__Supplied passage__.
---
Software and Tools

Software utilities leveraged by CAMRA

JCVI Software

CAMRA GitHub Repository

The GitHub repository of tools used by the CAMRA project.

The repository includes Docker files for JCVI-produced and 3rd party bioinformatic tools, alongside workflows in the Workflow Description Language (WDL) tailored for Terra, a cloud-native research platform.

GGRaSP

An R-package for selecting representative genomes using Gaussian mixture models.

GGRaSP (Gaussian Genome Representative Selector with Prioritization) is an R-package that generates a reduced subset of genomes that prioritizes maintaining genomes of interest to the user as well as minimizing the loss of genetic variation. GGRaSP also allows for unsupervised clustering by modeling the genomic relationships using a Gaussian Mixture Model to select an appropriate cluster threshold, thus allowing for both generalizable high-throughput and more dataset specific use.

LOCUST

A custom sequence locus typer for classifying microbial genotypic and phenotypic attributes.

LOCUST (LOcus CUstom Sequence Typer) is a custom sequence locus typer tool for classifying microbial genomes. It provides a fully automated opportunity to customize the classification of genome-wide nucleotide variant data most relevant to biological research.

OMeta

OMeta is a data driven application that can be configured to track project, study, sample, experiment, or clinical data.

OMeta (Ontologies based metadata tracking system) is very flexible and can be configured to track any metadata, and metadata can be configured based on events like subject registration, vaccination, physical exam, treatment, diagnosis, lab test etc. OMeta keeps track of all events and updates to maintain complete audit trail (who, what and when).

PANACEA

PanACEA is a tool for Pan-Genome visualization, which utilizes locally-computed interactive web-pages to view ordered pan-genome data.

PanACEA (Pan-genome Atlas with Chromosome Explorer and Analyzer) is an interactive tool for Pan-Genome visualization. It consists of multi-tiered, hierarchical display pages enabling the navigation of both detailed and high-level views of the data to include both core and variable pan-chromosome regions down to single genes. Regions and genes are functionally annotated to allow for rapid searching and visual identification of regions of interest with the option that user-supplied genomic phylogenies and metadata can be incorporated.
---
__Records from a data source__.
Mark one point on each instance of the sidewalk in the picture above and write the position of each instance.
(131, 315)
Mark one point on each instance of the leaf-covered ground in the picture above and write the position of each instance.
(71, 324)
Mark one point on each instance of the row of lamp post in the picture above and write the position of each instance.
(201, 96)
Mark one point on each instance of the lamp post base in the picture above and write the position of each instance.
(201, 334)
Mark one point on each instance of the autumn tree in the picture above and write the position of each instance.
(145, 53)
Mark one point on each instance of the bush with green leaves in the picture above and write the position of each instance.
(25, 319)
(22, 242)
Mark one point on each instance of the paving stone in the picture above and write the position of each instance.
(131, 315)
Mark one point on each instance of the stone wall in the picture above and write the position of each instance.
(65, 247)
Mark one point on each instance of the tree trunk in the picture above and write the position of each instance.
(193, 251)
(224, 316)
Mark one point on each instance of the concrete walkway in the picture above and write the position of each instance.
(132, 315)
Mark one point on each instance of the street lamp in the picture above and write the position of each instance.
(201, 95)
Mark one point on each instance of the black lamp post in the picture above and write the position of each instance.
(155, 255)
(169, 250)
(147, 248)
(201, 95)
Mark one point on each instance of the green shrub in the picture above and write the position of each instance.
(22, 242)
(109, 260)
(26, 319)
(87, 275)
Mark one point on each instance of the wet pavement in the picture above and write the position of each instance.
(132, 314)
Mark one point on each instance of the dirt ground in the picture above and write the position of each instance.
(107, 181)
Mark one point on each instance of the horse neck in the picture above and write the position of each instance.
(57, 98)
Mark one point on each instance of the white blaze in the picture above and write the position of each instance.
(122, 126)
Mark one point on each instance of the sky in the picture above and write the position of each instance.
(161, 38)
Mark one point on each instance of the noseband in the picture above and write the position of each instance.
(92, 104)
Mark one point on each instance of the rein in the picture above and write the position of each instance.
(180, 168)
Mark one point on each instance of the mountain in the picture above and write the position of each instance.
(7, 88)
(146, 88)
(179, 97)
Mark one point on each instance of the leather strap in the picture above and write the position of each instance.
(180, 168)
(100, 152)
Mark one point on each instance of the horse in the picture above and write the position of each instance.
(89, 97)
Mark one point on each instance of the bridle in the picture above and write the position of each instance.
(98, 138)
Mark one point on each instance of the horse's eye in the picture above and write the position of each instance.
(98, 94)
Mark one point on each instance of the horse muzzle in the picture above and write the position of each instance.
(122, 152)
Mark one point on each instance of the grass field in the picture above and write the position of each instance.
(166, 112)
---
__Work instruction 1__.
Write out everything in the software and tools page from "PanACEA (Pan-genome Atlas" down to "can be incorporated.", word for word.
__Work instruction 2__.
Answer these questions using the software and tools page:
(a) What is the full name behind the acronym LOCUST?
(b) What model does GGRaSP use to model genomic relationships for unsupervised clustering?
(c) What three things does OMeta's audit trail keep track of?

__Worked solution 1__.
PanACEA (Pan-genome Atlas with Chromosome Explorer and Analyzer) is an interactive tool for Pan-Genome visualization. It consists of multi-tiered, hierarchical display pages enabling the navigation of both detailed and high-level views of the data to include both core and variable pan-chromosome regions down to single genes. Regions and genes are functionally annotated to allow for rapid searching and visual identification of regions of interest with the option that user-supplied genomic phylogenies and metadata can be incorporated.

__Worked solution 2__.
(a) LOcus CUstom Sequence Typer
(b) A Gaussian Mixture Model
(c) Who, what and when